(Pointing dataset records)
----------------------------------------
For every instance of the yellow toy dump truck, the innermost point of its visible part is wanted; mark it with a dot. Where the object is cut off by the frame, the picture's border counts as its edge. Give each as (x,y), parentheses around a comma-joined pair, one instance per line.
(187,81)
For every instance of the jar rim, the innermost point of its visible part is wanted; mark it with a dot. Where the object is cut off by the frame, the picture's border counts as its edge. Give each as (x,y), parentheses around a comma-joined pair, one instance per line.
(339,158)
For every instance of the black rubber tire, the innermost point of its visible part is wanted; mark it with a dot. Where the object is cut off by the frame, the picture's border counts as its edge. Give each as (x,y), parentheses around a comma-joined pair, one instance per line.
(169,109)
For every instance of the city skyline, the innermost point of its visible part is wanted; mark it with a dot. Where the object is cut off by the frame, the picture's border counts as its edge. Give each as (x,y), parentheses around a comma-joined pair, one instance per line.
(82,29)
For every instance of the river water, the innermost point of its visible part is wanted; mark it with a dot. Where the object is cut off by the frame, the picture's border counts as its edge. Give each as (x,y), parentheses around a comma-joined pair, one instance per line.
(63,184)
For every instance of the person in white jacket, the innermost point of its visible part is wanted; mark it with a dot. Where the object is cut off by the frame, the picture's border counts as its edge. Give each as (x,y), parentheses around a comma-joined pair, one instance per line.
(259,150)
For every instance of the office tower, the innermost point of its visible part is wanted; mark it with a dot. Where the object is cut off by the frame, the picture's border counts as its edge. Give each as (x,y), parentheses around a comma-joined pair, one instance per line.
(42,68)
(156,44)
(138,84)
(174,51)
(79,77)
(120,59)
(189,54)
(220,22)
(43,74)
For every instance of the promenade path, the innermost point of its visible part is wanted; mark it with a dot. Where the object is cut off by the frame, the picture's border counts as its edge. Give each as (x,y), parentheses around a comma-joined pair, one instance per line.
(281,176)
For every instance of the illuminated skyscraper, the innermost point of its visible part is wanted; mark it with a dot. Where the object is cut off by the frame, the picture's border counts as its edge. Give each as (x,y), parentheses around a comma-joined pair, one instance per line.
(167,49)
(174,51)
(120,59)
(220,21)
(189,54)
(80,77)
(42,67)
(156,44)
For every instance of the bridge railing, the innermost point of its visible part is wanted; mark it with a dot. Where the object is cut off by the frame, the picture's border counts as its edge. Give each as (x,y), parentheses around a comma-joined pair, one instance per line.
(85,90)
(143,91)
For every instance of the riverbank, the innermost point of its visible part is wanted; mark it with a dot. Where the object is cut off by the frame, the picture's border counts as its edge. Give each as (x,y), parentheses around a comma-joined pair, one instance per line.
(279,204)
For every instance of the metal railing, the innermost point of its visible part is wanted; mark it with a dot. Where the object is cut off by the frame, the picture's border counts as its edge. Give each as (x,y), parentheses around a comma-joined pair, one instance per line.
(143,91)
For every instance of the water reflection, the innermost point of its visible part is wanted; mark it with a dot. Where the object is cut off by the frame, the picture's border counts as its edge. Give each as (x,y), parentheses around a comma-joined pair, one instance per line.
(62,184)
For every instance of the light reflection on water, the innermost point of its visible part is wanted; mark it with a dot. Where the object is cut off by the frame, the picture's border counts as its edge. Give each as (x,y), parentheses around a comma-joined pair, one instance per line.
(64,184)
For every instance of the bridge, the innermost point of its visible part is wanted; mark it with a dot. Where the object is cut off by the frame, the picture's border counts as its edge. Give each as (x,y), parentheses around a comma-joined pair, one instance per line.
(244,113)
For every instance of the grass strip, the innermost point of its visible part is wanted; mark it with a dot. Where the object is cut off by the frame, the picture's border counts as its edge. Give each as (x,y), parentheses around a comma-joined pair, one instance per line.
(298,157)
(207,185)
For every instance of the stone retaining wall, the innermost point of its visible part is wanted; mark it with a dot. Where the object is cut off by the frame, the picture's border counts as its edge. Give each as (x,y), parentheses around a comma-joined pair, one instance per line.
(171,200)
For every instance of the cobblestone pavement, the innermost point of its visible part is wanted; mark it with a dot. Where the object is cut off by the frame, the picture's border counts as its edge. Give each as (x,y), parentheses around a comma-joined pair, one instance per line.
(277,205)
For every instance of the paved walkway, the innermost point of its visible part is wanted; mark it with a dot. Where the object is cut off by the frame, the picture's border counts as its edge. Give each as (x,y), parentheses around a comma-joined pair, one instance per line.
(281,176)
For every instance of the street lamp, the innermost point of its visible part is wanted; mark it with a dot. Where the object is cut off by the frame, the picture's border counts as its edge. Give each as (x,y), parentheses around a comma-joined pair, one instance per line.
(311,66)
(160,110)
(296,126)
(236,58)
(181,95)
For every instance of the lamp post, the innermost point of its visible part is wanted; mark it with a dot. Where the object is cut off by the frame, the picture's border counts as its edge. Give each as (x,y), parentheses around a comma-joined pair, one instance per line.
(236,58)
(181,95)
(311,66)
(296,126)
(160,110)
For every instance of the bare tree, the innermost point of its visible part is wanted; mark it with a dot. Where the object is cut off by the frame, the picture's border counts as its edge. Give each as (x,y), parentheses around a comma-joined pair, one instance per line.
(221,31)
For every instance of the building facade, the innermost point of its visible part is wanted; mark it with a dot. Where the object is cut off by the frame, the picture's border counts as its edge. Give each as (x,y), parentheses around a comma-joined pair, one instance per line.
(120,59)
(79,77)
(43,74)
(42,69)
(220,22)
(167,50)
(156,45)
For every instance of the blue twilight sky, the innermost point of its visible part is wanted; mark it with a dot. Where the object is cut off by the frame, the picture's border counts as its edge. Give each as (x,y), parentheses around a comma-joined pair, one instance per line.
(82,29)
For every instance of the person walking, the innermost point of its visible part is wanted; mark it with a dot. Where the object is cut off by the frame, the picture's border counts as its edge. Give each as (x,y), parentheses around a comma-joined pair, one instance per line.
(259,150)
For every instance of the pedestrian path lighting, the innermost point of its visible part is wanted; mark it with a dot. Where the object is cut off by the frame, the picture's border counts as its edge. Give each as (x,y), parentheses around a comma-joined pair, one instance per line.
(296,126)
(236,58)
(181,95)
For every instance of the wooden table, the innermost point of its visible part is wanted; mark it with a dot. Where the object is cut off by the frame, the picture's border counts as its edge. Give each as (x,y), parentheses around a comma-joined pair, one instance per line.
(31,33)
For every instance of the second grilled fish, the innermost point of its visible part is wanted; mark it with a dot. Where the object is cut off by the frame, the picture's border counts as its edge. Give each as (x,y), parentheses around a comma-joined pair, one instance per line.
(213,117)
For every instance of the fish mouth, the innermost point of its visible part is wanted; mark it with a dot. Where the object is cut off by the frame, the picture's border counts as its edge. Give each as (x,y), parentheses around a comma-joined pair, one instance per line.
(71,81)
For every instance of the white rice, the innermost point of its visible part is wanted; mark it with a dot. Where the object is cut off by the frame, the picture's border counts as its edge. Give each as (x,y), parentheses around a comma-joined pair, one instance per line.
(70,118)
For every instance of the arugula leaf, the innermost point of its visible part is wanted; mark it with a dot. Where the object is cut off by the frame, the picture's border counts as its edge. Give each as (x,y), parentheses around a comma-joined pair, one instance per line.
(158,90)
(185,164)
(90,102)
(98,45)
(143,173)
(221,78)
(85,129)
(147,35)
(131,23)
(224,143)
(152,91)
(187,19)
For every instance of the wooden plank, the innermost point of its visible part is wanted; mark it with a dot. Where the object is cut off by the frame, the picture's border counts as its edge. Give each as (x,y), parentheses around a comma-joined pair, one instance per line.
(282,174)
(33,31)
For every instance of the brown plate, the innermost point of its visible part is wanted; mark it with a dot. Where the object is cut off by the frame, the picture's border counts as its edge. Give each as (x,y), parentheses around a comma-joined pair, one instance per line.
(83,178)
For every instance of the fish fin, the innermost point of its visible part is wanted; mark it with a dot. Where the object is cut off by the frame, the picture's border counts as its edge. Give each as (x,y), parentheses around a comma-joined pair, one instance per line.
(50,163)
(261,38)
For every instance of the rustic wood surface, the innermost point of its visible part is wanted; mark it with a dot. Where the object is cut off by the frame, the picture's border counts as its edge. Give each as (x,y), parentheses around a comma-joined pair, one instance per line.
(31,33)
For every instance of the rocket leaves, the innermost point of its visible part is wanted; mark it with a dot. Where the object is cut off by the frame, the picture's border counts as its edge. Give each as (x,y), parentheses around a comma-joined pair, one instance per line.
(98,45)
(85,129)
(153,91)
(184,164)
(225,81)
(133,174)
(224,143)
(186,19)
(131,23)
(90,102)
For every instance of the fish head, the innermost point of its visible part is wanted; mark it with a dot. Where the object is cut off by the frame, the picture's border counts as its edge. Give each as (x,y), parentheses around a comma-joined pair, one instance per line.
----------------------------------------
▶ [Given problem] Repeat, with no changes, each line from the one with "For every instance of the wooden plank, the" to the end of the listing, including both ends and nothing else.

▶ [The completed task]
For every instance of the wooden plank, the innermost point of its visible part is wanted; mark it with a dot. Where the object is cut off by the frame, the picture's border counts as its edge. Give each as (x,y), parentheses around a comma-joined pair, one instance per line.
(282,174)
(33,31)
For every instance of the brown plate, the innermost point of its visible part is wanted; mark it with a dot. Where the object is cut off by the frame, the picture's border counts as its edge. Give each as (x,y), parentheses around a comma-joined pair, one instance per line.
(83,178)
For every instance of the fish fin, the innermost point of its visible part is wanted; mark it with a dot. Where the object is cut off by the frame, the picture's border counts as its edge. Give each as (x,y), parentheses around a comma-joined pair, one instance per line.
(50,163)
(261,38)
For every instance of the rustic wood surface, the innermost point of its visible part is wanted; mark it with a dot. Where the object is cut off by the frame, the picture's border counts as its edge. Give each as (x,y), parentheses around a comma-joined pair, one instance per line.
(31,33)
For every instance of the rocket leaves, the innermost point of its visible part is wanted; mark it with a dot. Where the object is cut off by the frame, the picture's border counts as its edge. Give each as (x,y), parentheses around a comma-joined pair, one instance per line.
(98,45)
(85,129)
(153,91)
(184,164)
(225,81)
(133,174)
(224,143)
(186,19)
(131,23)
(90,102)
For every instance of the fish head, the innermost point of its visible part is wanted; mark it with a dot. Where the object is cut off by the frame, the picture's border counts as its edge. Give each as (x,y), parentheses around a comma-joined pair, one instance per line.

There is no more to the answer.